## YOUR GOAL:
Rescale the lines from the one containing "lighthouse and report bounding boxes." through the one containing "[345,376,355,401]", both ends included. Write out every line in that span again, requests included, with each bounding box coordinate in the answers multiplied by 0.75 and rounded to a whole number (halves rounded up), and give no other lines.

----

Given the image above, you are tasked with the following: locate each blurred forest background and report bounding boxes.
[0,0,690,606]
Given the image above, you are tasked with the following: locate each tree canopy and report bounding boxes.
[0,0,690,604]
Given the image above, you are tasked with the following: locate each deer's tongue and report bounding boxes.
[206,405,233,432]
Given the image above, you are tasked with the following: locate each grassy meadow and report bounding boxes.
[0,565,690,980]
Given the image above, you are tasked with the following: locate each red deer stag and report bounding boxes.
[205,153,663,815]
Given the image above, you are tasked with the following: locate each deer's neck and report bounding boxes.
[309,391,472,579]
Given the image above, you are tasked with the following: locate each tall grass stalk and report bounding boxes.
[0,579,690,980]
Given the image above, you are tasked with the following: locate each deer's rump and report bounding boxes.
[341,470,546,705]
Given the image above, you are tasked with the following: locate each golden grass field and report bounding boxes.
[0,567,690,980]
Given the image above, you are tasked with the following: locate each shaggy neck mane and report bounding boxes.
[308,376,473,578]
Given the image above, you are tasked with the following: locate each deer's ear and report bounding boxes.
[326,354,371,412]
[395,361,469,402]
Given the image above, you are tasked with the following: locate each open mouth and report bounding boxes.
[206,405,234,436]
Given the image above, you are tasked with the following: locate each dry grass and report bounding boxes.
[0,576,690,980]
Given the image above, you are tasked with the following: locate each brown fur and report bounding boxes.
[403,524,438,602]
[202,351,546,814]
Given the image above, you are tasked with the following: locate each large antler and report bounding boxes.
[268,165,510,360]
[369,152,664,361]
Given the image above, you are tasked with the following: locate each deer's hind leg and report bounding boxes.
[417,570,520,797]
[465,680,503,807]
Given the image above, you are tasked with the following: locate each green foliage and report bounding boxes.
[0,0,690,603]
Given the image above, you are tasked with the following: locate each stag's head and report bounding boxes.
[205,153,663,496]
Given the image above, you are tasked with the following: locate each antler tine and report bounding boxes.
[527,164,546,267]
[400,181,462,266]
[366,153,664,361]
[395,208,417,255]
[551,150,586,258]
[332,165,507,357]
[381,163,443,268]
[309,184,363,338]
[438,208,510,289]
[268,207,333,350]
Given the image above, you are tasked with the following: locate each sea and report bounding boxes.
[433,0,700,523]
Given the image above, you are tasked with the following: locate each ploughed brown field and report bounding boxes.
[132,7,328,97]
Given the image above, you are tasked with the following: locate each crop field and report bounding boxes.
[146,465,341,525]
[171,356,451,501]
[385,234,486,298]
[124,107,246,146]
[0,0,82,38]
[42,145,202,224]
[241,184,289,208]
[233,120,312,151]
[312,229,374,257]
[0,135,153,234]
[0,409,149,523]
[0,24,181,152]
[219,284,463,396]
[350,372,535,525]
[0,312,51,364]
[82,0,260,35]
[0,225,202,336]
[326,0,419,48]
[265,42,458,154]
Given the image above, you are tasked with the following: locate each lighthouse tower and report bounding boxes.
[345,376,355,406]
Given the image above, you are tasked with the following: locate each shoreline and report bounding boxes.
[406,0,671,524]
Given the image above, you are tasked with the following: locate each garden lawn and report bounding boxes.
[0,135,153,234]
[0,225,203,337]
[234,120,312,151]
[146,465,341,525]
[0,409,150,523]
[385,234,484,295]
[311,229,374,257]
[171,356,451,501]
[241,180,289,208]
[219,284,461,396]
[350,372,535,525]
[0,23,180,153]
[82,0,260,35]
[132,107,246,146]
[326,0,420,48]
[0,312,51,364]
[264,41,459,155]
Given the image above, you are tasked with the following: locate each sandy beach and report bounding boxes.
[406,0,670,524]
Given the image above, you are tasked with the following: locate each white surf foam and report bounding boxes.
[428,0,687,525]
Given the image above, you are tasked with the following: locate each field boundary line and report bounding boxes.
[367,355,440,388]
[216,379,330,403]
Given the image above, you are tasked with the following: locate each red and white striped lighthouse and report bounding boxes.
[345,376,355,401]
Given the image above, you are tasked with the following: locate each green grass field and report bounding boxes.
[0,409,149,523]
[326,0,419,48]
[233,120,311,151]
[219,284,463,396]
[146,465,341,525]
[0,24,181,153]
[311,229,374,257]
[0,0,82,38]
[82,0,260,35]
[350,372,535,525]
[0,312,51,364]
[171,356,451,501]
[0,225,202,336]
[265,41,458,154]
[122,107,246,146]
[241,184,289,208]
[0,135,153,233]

----

## RESULT OF THIS EXERCISE:
Given the image above, you are tasked with the following: locate each red and white striped lighthouse and report bounding boxes.
[259,282,266,301]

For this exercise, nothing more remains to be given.